» TRECHO FORNECIDO:
EXAME - Por que o Brasil cometeu esse erro?

Cruz -
Durante muito tempo o Brasil tentou transformar a universidade em empresas inovadoras, o que é uma ilusão. Isso não era modelo em nenhum país, foi um erro de análise. Além de termos poucos cientistas no Brasil, cerca de 90 000-, 80% deles trabalham nas universidades. Todo mundo no Brasil pensa que pesquisa é assunto de universidade e isso é um erro fundamental. Os Estados Unidos têm 1 milhão de cientistas e, destes, 800 000 trabalham nas empresas. Em qualquer país - Estados Unidos, França, Canadá, Inglaterra, Austrália, Coréia do Sul, Alemanha - sempre mais de 60% dos cientistas trabalham nas empresas. Por isso eles são capazes de fazer inovações constantemente Fazer inovação tecnológica significa ter cérebros dentro das empresas para pensar nisso. Quanto mais cientistas, mais inovações.

EXAME - Como se avalia o grau de inovação de um país?

Cruz -
Tem um indicador muito comum, o número de patentes. Virou moda no Brasil comparar o número de patentes do Brasil e da Coréia. Mas aí todo mundo fala: o Brasil registra poucas patentes porque as universidades não se preocupam com isso. É um erro oceânico. Em qualquer país, 98% das patentes surgem na indústria. É ela que tem a lógica de produzir patentes e consegue isso com boas idéias. Para isso precisa de pessoas e as pessoas que têm idéias são os pesquisadores e cientistas -- não aquele estereótipo de cientista louco que fica trancado, mas gente que descobre conhecimento.

EXAME - E por que eles precisam estar empregados na empresa?

Cruz -
Porque dentro da empresa o cientista vai descobrir conhecimento que é útil, a lógica da vida dele estará organicamente ligada à da empresa, do mercado, do consumidor. Ele convive com o pessoal do departamento de marketing, de reclamações, e suas promoções estão associadas às suas contribuições.

EXAME - E como fica o papel do estado e da universidade?

» TAREFA PROPOSTA: Por favor, continue a entrevista sobre cientistas e inovação nas empresas a partir da última linha.

» MATERIAL FORNECIDO:

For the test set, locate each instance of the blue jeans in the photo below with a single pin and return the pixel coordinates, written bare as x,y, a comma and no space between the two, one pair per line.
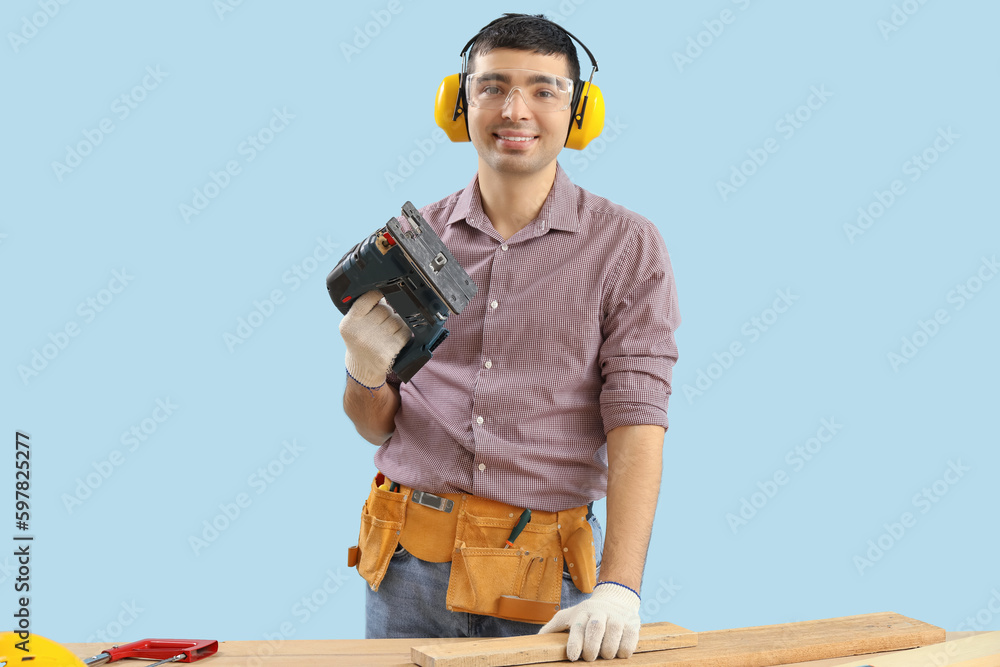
410,602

» RESPOSTA DA TAREFA:
Cruz -
Quando digo que o centro da inovação é a empresa, não quero dizer que não haja um papel importantíssimo da universidade e do estado. O papel do estado é criar no Brasil um ambiente que permita - quando falamos do Brasil a palavra é "permita"; quando falamos de outros países é "estimule" - à empresa se envolver em atividades importantes para inovação, se envolver em pesquisa e desenvolvimento (P&D), em design, em novas técnicas de organização. A palavra no Brasil é "permita" porque com uma taxa de juros de 18,5% por ano fica muito difícil. É mais lucrativo para a empresa por o dinheiro no banco que contratar um engenheiro. Um ambiente adequado significa estabilidade na economia, proteção da propriedade intelectual e apoio do estado - às vezes até por meio de subsídios para que as empresas possam fazer atividades exploratórias.

EXAME - O subsídio produz resultados concretos?

Cruz -
Pesquisa, seja na empresa ou na universidade, é algo que tem um risco elevadíssimo. Você faz pesquisa quando quer descobrir alguma coisa que ninguém descobriu. Nos países desenvolvidos, é normal o estado subsidiar fortemente a atividade de P&D privada. Isso é tão importante para eles que no acordo da Organização Mundial do Comércio (OMC) há somente dois tipos de subsídio que são explicitamente permitidos. Um é o subsídio verde, para proteção do meio ambiente, e o outro é de atividades de P&D em empresa - que pode chegar até 75% do custo total, um valor elevadíssimo. Por que esses países incluem uma coisa dessas no acordo da OMC? Porque fazem isso e precisam fazer.

EXAME - Como é isso nos Estados Unidos?

Cruz -
No caso dos Estados Unidos, o governo federal destina cerca de 35 bilhões de dólares por ano para apoiar P&D em empresas. No total, são cerca de 80 bilhões (35 bilhões para empresa, 35 para universidades e 10 para laboratórios do governo). O Brasil investe por ano 8 bilhões de dólares para serem divididos entre empresas, universidades, governos estaduais e governo federal.

EXAME - O investimento do governo na empresa acontece de que forma?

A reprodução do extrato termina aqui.